-- BEGIN SOURCE EXTRACT --

# Johann Kuhnau



## Lukecash12

I ran the search function, and took a little safari through the threads in the composer guestbooks, and I don't think anyone has started an entry on Kuhnau so far. Which is funny, because he was a pretty significant composer, and he even pretty much invented the modern keyboard sonata.

Check out this cantata of his that has been improperly attributed as a composition of JS Bach's:






Definitely doesn't sound like Bach to me. Don't see why they attributed it to him in the first place. And now a jubilant piece, his magnificat in C major:






And of course what he's known for, the biblical sonatas:











Really, if you want to see what he's known for, you want to check out his biblical sonatas.


----------



## clavichorder

Kuhnau is one of those ingenious and eccentric sounding North German composers. I intend to work on a movement of the Biblical Sonatas some day. I have heard good things about the cantatas but have yet to even know J.S. Bach's, although lack of more mainstream knowledge has never stopped me from knowing more obscure things(I know Lyapunov's Transcendental Etudes better than Liszt's)

-- END SOURCE EXTRACT --
-- BEGIN RECORDS PROVIDED --

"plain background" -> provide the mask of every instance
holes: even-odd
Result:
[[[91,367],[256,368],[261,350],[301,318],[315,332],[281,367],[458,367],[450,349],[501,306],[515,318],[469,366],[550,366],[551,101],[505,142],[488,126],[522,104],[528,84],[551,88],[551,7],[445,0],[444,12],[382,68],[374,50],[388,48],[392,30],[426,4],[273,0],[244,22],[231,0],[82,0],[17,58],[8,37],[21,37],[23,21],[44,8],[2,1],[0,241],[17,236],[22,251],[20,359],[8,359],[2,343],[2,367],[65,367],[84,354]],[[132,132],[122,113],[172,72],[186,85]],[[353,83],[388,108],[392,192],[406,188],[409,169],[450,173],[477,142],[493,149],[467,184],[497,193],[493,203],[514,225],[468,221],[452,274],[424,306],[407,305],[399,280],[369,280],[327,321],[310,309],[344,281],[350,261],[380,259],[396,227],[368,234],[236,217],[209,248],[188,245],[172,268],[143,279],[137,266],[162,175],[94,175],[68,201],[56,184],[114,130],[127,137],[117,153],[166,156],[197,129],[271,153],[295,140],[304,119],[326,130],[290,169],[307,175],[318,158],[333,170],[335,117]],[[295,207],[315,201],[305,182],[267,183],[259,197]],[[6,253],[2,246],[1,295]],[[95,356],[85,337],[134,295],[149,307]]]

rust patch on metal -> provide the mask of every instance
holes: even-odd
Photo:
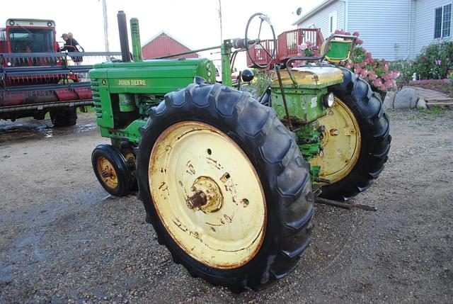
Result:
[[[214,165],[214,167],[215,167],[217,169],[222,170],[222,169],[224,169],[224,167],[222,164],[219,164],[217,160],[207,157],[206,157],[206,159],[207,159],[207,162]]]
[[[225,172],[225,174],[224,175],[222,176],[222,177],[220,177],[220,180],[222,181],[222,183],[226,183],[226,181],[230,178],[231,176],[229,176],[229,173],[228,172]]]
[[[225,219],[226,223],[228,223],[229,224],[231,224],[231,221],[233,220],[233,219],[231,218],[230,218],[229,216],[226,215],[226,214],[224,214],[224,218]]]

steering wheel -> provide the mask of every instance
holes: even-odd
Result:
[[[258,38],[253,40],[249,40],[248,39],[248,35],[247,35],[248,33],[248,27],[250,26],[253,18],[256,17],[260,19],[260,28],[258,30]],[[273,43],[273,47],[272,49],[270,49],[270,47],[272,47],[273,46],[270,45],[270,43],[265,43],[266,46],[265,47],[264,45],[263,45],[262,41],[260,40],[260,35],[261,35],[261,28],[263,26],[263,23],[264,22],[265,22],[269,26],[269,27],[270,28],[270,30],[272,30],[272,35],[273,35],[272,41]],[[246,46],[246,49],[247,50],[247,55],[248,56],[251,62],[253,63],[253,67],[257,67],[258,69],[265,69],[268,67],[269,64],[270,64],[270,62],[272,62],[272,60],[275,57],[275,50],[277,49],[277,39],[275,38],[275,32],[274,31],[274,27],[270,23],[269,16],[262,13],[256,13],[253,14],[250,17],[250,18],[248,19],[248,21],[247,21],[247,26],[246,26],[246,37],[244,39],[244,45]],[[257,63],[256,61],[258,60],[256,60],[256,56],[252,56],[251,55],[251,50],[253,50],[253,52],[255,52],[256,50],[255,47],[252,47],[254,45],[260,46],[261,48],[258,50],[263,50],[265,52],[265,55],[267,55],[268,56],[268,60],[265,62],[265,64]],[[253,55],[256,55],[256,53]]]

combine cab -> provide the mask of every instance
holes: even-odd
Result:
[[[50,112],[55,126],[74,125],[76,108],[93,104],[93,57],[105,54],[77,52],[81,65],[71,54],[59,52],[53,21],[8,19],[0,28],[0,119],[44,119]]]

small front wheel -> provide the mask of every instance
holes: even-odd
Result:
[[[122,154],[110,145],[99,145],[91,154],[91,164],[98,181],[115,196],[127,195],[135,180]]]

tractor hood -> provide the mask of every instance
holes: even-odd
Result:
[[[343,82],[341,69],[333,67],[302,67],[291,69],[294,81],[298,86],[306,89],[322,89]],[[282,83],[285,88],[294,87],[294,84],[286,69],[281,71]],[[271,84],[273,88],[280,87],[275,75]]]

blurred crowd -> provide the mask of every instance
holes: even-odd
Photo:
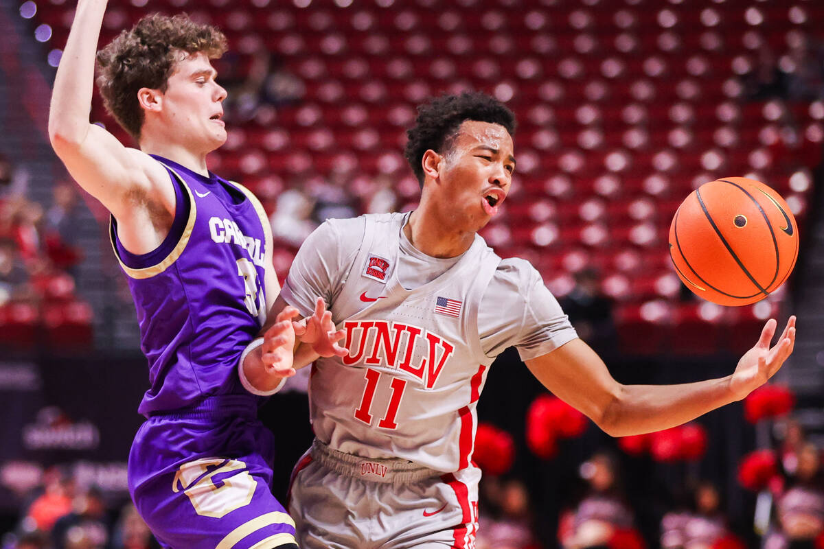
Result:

-- END RECORDS PROVIDED --
-- BEGIN RECORDS PROVIDED --

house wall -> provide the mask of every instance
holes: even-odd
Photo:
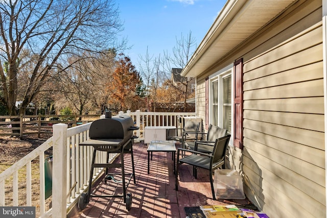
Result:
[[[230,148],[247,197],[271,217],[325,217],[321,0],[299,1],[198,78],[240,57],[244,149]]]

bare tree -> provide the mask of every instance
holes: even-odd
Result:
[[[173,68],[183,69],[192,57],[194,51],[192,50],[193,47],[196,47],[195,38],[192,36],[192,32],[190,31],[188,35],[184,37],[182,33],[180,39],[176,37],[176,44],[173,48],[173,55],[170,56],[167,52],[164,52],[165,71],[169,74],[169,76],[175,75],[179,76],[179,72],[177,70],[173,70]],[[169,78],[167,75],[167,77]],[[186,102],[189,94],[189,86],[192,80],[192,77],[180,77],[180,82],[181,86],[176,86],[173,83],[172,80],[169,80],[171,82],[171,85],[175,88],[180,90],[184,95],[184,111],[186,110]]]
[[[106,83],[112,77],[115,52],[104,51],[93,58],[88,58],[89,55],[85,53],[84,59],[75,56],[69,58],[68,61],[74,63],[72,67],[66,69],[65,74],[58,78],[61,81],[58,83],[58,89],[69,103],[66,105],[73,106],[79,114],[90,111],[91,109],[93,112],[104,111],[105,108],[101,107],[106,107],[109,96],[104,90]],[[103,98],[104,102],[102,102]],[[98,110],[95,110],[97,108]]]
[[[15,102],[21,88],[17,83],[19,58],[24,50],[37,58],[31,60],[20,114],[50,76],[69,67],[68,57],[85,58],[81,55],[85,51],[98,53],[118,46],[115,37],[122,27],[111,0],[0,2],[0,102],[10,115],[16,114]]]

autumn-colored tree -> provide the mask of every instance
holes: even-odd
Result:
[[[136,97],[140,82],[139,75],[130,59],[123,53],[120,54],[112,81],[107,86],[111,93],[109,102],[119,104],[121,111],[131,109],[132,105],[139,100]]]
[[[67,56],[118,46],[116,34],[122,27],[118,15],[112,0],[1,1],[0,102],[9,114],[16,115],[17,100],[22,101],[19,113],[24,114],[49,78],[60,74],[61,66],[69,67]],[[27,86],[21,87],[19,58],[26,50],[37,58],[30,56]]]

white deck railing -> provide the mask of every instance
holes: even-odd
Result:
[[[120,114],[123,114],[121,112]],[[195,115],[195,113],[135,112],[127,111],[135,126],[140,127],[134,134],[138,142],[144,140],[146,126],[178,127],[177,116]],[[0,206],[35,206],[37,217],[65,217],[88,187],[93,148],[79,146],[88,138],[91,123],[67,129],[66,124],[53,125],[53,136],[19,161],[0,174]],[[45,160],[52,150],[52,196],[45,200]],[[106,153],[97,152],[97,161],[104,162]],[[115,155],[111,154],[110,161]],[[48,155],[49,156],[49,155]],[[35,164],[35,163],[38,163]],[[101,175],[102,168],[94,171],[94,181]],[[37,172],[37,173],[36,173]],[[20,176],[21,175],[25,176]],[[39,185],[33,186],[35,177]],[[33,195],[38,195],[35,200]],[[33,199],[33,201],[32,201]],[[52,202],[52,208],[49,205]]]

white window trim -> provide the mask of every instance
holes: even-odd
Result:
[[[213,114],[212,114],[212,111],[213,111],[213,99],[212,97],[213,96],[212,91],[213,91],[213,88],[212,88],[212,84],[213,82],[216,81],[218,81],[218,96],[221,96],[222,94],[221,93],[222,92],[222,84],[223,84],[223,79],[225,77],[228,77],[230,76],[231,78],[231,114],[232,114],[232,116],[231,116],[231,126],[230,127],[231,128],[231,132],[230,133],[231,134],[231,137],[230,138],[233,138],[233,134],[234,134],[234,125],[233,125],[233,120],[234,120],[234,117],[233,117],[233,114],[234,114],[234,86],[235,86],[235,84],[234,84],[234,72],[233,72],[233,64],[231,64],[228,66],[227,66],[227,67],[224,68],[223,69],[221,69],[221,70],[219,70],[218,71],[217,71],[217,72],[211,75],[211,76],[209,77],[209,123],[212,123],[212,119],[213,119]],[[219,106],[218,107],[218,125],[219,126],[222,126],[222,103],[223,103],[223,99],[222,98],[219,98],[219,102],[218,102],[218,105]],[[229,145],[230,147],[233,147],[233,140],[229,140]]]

-- END RECORDS PROVIDED --

- **PROBLEM TO WORK ON**
In the forum thread on Johann Kuhnau, what does the first poster say Kuhnau pretty much invented?

- **EXERCISE RESULT**
The modern keyboard sonata.